== DATA RECORDS
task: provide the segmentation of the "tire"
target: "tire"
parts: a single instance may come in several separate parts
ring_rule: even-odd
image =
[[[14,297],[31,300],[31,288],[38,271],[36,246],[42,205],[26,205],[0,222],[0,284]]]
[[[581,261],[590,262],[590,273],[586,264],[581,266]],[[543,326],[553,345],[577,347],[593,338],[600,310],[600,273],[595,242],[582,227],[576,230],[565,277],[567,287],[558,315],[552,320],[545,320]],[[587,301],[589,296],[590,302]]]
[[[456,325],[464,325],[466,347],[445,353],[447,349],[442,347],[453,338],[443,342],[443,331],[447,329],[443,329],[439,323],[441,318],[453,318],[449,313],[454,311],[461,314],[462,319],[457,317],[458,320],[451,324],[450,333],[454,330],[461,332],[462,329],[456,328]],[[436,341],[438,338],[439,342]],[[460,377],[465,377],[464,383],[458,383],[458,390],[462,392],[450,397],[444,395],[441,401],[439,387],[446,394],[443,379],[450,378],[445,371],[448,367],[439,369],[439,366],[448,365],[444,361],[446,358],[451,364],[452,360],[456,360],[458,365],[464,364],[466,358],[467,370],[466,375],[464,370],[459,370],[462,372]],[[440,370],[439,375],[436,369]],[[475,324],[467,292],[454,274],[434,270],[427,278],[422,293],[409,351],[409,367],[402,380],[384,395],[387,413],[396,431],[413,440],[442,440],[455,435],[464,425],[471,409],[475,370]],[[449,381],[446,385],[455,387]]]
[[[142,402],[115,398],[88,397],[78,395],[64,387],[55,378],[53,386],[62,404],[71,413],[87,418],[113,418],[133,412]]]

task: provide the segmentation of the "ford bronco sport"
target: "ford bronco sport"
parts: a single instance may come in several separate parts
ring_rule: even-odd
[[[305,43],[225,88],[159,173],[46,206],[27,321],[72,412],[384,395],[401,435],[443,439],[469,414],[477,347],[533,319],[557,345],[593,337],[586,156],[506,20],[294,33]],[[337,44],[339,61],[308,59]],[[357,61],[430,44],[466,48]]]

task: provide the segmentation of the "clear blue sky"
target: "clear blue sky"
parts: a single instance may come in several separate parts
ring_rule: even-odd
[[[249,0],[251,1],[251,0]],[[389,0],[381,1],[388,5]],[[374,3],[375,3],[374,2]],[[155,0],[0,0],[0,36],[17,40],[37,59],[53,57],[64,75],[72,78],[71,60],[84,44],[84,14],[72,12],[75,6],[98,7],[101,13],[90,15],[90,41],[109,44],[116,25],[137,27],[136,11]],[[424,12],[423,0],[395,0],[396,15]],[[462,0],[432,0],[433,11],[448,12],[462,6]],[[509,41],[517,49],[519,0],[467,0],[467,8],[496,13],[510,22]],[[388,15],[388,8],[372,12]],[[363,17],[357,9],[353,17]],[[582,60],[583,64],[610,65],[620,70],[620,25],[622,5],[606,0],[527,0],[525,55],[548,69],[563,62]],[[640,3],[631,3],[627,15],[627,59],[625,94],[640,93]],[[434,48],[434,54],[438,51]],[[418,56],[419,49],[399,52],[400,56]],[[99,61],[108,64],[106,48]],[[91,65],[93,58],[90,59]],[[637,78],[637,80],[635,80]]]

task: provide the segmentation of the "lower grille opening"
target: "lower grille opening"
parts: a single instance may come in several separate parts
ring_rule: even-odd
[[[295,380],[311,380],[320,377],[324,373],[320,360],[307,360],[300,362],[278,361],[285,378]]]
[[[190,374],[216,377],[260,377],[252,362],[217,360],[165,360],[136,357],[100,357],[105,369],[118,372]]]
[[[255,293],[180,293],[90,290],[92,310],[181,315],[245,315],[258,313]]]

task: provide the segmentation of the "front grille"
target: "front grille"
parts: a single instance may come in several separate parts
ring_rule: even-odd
====
__WHAT YOU ARE ASKED TO DO__.
Wherever the word "task" appears in a line of the data, copy that line.

__ANSWER FOR THIS EXERCISE__.
task: provide the segmentation of the "tire"
task: provide the segmentation of the "ford bronco sport"
task: provide the segmentation of the "clear blue sky"
task: provide the segmentation of the "lower grille opening"
task: provide the segmentation of the "front grille"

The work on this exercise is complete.